Referring expression pointing data:
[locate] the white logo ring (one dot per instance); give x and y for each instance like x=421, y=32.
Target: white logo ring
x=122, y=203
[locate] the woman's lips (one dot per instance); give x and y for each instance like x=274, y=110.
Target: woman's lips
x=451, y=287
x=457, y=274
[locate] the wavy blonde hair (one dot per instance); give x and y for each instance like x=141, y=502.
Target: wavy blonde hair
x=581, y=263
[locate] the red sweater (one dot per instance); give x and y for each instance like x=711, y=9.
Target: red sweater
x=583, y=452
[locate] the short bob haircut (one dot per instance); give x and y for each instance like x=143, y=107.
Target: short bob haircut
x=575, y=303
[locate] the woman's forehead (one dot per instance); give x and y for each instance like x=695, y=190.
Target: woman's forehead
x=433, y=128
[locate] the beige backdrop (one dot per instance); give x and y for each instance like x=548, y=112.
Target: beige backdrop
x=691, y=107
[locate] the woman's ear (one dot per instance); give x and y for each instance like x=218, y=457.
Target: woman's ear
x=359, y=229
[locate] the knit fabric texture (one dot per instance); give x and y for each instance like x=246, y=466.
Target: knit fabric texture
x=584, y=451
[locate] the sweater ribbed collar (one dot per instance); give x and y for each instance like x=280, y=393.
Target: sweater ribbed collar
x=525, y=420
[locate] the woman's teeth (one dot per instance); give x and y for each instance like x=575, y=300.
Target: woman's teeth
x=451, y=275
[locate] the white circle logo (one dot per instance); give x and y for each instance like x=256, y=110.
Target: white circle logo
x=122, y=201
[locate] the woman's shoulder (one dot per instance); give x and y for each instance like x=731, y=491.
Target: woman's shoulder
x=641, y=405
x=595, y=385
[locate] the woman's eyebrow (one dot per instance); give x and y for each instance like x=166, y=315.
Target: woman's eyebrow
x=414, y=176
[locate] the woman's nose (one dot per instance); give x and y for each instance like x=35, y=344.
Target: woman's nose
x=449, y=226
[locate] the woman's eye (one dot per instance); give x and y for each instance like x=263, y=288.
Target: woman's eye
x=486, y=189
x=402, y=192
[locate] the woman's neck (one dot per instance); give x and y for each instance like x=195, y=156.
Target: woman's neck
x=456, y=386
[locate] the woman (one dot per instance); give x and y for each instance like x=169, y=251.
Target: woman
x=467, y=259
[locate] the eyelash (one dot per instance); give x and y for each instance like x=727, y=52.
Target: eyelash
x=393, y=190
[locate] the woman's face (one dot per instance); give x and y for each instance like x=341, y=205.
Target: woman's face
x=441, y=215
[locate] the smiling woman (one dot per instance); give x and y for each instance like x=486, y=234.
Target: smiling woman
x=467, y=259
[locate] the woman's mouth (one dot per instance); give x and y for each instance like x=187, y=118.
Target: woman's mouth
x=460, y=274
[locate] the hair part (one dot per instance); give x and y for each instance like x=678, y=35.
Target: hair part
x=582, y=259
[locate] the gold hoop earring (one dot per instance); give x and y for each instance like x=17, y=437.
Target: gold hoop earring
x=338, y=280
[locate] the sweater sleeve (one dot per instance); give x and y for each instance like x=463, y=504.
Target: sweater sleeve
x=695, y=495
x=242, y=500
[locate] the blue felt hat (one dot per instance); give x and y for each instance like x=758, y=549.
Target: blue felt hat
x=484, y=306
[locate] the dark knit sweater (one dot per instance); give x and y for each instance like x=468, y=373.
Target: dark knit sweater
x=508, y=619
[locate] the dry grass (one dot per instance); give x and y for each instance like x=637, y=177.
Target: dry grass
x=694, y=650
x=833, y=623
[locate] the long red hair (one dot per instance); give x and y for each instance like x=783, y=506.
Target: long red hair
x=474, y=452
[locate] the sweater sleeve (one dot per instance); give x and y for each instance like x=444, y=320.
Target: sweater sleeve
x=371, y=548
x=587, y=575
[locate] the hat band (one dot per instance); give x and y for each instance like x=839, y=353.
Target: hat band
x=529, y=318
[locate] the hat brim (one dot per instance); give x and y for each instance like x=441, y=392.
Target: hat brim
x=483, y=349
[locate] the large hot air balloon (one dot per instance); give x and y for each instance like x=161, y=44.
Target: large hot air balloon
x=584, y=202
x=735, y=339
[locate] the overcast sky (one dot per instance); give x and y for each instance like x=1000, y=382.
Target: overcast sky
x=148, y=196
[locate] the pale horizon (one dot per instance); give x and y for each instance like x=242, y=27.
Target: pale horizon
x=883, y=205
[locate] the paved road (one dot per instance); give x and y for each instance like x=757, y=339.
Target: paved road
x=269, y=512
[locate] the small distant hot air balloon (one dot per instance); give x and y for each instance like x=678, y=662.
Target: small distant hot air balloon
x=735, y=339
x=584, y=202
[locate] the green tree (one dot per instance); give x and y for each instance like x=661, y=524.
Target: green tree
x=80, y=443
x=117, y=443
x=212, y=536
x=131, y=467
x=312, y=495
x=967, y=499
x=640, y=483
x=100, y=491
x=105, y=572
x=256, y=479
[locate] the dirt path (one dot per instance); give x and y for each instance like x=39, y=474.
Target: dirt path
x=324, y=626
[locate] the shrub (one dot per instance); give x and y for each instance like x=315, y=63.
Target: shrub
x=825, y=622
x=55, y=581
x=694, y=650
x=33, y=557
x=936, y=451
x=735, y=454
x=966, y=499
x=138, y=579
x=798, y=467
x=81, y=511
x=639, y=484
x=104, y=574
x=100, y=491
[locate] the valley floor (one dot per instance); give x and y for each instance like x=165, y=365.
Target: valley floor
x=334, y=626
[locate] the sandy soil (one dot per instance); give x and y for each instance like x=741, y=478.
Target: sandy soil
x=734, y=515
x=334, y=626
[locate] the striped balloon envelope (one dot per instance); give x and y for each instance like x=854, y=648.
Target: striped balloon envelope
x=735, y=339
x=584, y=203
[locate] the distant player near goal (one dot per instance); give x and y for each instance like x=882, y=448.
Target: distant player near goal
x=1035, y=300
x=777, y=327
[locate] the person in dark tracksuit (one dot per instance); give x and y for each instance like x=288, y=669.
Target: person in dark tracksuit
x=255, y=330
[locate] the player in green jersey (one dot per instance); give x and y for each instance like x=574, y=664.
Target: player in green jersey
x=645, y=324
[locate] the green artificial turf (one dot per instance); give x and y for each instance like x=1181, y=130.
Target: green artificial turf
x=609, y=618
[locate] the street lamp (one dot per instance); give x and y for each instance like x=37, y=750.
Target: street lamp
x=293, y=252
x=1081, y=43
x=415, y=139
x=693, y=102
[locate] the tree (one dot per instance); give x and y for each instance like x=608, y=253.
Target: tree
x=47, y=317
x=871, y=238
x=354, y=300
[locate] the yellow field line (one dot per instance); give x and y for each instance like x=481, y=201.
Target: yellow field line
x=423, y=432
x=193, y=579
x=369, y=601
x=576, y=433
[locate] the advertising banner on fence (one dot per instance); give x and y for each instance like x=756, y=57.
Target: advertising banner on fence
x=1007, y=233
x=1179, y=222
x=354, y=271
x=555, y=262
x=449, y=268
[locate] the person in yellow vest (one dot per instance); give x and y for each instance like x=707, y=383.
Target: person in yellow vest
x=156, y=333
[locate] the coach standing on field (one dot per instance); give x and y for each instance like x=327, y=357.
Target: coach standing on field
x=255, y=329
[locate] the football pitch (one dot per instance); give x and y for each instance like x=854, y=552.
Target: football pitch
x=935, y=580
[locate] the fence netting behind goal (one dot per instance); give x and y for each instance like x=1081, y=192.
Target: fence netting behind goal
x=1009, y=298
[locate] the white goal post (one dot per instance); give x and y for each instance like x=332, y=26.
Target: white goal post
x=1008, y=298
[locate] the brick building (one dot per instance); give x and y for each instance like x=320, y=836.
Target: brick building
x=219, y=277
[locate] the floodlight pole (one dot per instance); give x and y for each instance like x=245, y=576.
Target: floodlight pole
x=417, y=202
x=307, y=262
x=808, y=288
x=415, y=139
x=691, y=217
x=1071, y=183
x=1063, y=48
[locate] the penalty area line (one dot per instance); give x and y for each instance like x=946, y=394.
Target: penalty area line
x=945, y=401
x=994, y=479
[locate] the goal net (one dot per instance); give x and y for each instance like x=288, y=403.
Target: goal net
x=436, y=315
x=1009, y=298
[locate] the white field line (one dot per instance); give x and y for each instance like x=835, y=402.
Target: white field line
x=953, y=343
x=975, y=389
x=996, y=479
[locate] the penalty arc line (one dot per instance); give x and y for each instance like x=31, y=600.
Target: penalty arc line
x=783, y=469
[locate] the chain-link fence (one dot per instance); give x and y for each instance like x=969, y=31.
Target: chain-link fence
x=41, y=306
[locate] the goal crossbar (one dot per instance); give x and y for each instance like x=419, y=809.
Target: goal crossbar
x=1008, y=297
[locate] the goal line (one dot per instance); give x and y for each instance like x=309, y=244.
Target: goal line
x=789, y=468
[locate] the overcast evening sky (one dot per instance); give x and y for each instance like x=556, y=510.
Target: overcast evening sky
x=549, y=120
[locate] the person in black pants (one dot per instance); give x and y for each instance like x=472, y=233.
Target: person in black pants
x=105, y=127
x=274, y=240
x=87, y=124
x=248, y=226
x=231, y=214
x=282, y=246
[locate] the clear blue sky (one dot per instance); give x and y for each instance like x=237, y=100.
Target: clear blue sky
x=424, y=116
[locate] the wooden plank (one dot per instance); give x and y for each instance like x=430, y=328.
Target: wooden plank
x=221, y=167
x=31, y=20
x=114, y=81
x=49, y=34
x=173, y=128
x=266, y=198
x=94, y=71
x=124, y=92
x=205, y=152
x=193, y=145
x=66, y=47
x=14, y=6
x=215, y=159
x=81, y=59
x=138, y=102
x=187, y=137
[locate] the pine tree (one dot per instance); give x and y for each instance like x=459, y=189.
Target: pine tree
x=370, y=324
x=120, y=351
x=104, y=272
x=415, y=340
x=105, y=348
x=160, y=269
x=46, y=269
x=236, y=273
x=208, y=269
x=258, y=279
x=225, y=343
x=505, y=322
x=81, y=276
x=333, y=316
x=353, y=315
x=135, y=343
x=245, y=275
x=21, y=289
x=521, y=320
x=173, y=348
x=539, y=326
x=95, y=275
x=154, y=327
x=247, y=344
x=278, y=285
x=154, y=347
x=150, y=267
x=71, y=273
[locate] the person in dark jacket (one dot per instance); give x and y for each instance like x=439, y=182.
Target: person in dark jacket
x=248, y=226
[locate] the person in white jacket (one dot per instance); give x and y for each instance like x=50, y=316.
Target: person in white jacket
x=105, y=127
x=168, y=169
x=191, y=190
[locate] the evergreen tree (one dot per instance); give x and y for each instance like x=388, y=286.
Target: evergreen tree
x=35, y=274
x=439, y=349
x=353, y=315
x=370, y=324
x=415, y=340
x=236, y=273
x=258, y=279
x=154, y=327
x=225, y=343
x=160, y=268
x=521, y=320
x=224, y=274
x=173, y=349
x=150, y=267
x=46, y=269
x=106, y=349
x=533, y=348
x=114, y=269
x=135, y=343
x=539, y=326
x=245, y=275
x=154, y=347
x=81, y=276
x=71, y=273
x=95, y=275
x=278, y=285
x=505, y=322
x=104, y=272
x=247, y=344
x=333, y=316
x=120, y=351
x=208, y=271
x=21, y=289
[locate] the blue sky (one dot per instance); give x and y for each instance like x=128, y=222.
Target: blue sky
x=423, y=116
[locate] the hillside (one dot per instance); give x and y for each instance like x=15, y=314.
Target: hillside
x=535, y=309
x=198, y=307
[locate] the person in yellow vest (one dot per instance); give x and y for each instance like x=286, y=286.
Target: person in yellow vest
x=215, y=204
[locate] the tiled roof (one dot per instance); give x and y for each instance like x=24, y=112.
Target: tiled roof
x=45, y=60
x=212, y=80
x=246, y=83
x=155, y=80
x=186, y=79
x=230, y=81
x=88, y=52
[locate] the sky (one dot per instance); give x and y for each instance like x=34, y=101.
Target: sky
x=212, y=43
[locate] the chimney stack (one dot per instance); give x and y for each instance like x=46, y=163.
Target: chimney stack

**Exercise goal**:
For this exercise, repeat exactly the lines of the data above from the one with "Target: green artificial turf" down to the one with "[locate] the goal net", both end lines included.

**Answer to this task**:
Target: green artificial turf
x=609, y=618
[locate] the street lamp (one dot per instance); give x and y for each instance like x=37, y=750.
Target: street lamp
x=293, y=252
x=1081, y=43
x=415, y=139
x=693, y=102
[locate] the tree (one dot per instance); give x and y for each instance like x=608, y=253.
Target: tree
x=47, y=317
x=871, y=238
x=354, y=300
[locate] the yellow field line (one dot per instance); give x and y for each instance like x=481, y=201.
Target: yellow field line
x=423, y=432
x=193, y=579
x=369, y=601
x=576, y=433
[locate] the advertising banner on fence (one dot per instance); give x and y for each instance like x=756, y=57.
Target: advertising banner on fence
x=1007, y=233
x=1179, y=222
x=354, y=271
x=555, y=262
x=449, y=268
[locate] the person in yellow vest (one dot per instance); give x and y for each instance like x=707, y=383.
Target: person in yellow vest
x=156, y=333
[locate] the coach standing on field (one dot per instance); give x and y for each instance like x=327, y=357.
Target: coach standing on field
x=255, y=329
[locate] the football pitch (one dot per instance); give x and y for each instance like x=854, y=552.
Target: football pitch
x=935, y=580
[locate] the fence netting behind goal (one dot per instance); give x and y for each instance like x=1081, y=192.
Target: fence netting behind goal
x=1009, y=298
[locate] the white goal post (one dot per instance); give x and y for each instance like x=332, y=26.
Target: white goal post
x=1008, y=298
[locate] the brick building (one dot per instance); give x and y for each instance like x=320, y=836.
Target: brick building
x=219, y=277
[locate] the floodlight pole (one dot per instance); give x and y for each instance like x=245, y=576.
Target: floodlight pole
x=417, y=202
x=307, y=262
x=808, y=288
x=415, y=139
x=691, y=217
x=1071, y=183
x=1063, y=48
[locate] the penalty area line (one dot per instance); give x and y for each instance like x=946, y=394.
Target: penalty area line
x=945, y=401
x=994, y=479
[locate] the goal net (one dot per instance); give x and y for each instance like x=288, y=403.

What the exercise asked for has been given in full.